Text block section start

Iowa has one of the most severe first-offense penalties in the country for marijuana possession in the country. Recently, three Iowa state senators have proposed a joint resolution that, if passed in the Iowa Senate and House, would allow Iowans to vote on recreational marijuana legalization.
Senators Joe Bolkcom, Janet Petersen, and Sarah Trone Garriot are three of the Iowa state senators proposing legislation to legalize cannabis for individuals ages 21 and older. The legislation would apply to possession, growth, cultivation, processing, manufacturing, packaging, transferal, consumption, retail sale, and purchase of cannabis and cannabis products.
Currently, the proposal is sitting in the Iowa Senate and House, where it needs to be passed before it can be brought to the vote of Iowans themselves. Although many state lawmakers continue to be strongly opposed, giving the vote to the public could mean the legalization of cannabis for Iowa. A statewide poll shows the majority of Iowa residents are in favor of legalizing recreational marijuana.
Attorney Jerry Foxhoven of Sellers, Foxhoven, Galenbeck & Nelson believes a federal approach to decriminalizing and legalizing cannabis might be the most effective and easiest way for states to reach a decision.
“A lot of people like to argue that marijuana is a gateway drug. First of all, I don’t subscribe to that,” Foxhoven says. “I do think that when you make it illegal, then people who have been using pot say ‘I may as well be using something else because it’s also legal, I’ve got nothing to lose’. I do know people that there are a number of people that use harder drugs because marijuana stays in your system for almost a month whereas harder drugs are out pretty quick. If you get pulled over or get tested, you’re done for.”

Text block section end
Exercise data section start

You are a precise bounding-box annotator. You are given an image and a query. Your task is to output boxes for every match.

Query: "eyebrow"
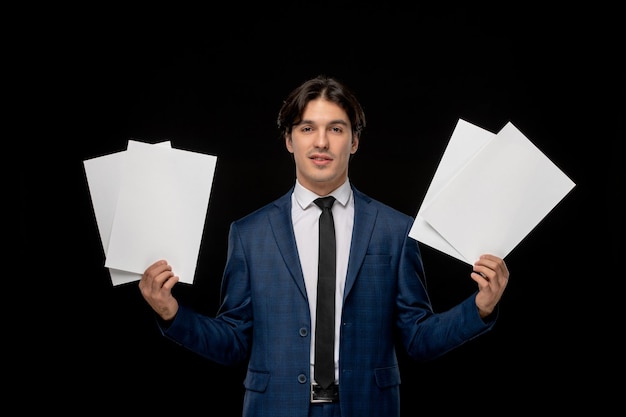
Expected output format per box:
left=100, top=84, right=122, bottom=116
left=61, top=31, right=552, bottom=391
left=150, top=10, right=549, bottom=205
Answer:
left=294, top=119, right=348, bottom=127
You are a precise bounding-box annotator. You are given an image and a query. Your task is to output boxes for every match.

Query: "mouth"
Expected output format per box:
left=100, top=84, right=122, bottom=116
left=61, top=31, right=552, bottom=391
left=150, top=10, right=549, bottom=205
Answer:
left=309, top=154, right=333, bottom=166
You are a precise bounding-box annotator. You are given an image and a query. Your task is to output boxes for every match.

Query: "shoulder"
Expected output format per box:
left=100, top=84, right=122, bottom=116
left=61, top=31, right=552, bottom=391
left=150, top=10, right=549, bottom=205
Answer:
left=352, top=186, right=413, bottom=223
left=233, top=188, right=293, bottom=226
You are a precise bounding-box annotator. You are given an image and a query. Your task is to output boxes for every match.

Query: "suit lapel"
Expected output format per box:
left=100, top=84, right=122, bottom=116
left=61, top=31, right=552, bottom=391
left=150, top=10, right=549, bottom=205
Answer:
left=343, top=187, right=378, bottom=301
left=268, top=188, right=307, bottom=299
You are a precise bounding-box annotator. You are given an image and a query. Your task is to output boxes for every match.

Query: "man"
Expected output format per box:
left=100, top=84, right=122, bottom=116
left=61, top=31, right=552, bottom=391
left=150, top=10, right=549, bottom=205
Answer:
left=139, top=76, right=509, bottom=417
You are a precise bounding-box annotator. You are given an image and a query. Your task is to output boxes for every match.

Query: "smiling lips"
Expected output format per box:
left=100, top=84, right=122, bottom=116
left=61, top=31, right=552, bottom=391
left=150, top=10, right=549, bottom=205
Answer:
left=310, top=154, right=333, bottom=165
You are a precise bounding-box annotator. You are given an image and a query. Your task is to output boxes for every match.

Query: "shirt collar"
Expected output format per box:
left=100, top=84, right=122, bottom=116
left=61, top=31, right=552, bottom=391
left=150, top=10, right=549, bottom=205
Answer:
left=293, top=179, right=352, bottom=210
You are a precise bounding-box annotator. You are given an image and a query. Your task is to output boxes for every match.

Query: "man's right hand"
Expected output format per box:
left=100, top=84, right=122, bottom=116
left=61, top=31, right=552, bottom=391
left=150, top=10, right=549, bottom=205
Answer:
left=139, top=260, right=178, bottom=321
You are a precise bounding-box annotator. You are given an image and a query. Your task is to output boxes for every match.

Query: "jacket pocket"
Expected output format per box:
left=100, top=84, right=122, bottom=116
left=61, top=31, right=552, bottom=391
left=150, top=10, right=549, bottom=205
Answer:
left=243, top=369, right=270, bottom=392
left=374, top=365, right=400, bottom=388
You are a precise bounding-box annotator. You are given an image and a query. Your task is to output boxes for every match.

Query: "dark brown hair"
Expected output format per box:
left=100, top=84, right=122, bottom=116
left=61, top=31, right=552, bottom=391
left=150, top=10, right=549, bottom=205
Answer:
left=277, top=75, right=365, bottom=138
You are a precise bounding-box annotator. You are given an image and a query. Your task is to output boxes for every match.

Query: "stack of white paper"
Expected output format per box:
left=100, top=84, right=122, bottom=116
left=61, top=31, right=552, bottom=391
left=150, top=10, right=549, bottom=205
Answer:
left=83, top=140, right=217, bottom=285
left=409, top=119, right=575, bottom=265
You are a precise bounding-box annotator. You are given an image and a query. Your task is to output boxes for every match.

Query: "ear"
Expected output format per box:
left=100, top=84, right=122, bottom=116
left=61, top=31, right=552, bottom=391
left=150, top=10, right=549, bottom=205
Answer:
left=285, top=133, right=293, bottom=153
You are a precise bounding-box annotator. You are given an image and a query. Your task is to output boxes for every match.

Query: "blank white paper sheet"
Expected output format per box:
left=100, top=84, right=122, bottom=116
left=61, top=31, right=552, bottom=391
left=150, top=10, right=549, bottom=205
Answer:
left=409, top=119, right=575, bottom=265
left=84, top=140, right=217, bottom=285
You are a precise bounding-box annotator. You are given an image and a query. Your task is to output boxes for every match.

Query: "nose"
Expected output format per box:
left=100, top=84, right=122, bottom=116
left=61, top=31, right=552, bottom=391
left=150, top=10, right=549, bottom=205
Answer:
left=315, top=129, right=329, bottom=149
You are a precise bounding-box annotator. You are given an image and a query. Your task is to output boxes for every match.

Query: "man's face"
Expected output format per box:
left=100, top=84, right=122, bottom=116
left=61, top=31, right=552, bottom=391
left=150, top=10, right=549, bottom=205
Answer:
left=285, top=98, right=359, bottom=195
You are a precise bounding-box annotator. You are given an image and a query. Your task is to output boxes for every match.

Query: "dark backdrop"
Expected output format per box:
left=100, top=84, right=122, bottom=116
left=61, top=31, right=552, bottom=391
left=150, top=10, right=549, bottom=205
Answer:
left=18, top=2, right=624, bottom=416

Exercise data section end
Exercise data section start

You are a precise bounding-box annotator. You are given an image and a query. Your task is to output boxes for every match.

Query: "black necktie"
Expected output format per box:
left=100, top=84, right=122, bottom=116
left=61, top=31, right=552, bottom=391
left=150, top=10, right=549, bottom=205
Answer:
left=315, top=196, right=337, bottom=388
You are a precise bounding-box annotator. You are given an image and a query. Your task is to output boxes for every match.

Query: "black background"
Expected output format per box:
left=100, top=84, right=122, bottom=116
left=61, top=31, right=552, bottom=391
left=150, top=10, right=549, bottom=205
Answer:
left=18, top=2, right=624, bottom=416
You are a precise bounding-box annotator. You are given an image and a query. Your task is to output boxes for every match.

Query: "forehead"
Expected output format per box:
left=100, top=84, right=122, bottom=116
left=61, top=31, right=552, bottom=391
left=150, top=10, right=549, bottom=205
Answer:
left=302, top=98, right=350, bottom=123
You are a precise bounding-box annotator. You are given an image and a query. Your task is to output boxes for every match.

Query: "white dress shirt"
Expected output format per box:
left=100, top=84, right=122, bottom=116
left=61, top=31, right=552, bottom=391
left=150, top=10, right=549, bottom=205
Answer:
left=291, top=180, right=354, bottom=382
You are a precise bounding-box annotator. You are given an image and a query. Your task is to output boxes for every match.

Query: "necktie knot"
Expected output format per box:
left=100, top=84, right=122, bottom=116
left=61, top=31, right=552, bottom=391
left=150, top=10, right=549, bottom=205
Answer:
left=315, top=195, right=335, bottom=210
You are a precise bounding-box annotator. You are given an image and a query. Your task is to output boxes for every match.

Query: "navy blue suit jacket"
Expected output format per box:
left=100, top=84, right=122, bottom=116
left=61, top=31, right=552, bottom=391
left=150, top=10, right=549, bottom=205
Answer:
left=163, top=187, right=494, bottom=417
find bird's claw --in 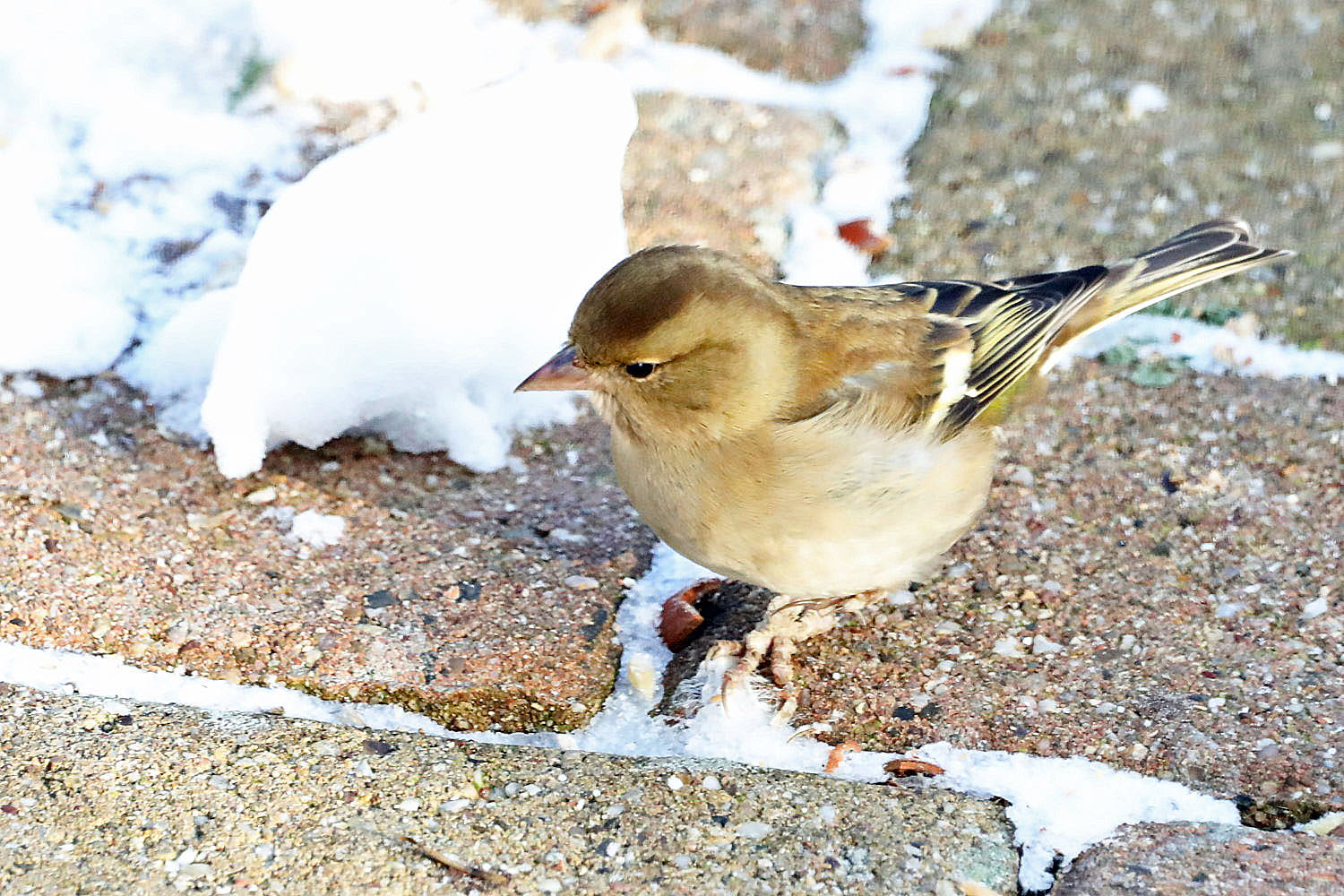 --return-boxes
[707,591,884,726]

Exercise data section end
Exercise data section start

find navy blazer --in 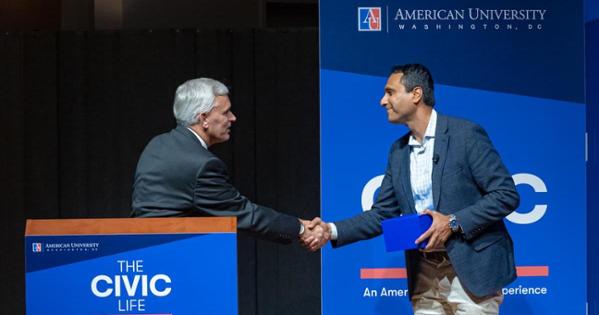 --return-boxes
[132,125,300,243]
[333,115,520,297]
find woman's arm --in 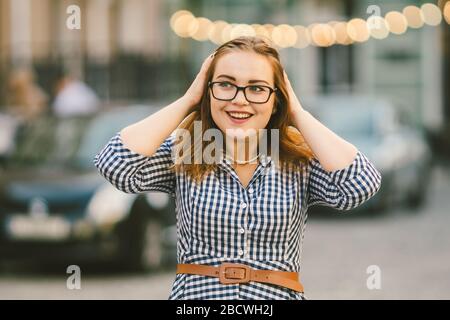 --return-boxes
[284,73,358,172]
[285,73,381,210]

Exercise data section end

Continue the article above on Iowa's proposed recreational marijuana legalization, picking up after its final paragraph.

Your response
Even without legal protections, many continue to buy unregulated marijuana. “The problem right now, which legalizing weed could fix, is that when someone buys it they don’t know if it’s laced with something,” Foxhoven says. “If it was legal, it would be regulated and the amount would be regulated making it safer for people to use.”
Iowa legalized cannabis for medicinal use in 2017. However, many must drive hours to buy it as there are only five dispensaries spread across the whole state. The legalization of recreational marijuana would increase accessibility for all Iowans looking to improve their quality of life.
Dispensaries seek to provide individuals with quality cannabis that can provide relief, says MedPharm Iowa Dispensary manager Stephen Wilson. “Cannabis is widely renowned for its healing properties that typically what we see here in the state of Iowa being pain management,” Wilson says. “People get certified for it as well as other qualifiers like PTSD, cancer, Crohn’s and other debilitating medical conditions that cannabis has been shown to help treat and help manage symptoms significantly.”
Legalizing recreational cannabis brings many new questions, such as how that legislation will affect the criminal records of individuals either currently or previously incarcerated for marijuana-related offenses.
In addition Iowa has one of the most severe first-offense penalties in the nation, according to a national ACLU study, a Black person in Iowa is 7.3 times more likely to be incarcerated than a white person, even though both use marijuana at the same rate. The majority of drug arrests in Iowa are marijuana possession at 55%. There are five Iowa counties in particular that have the exponentially highest racial disparity rate in the state of Iowa.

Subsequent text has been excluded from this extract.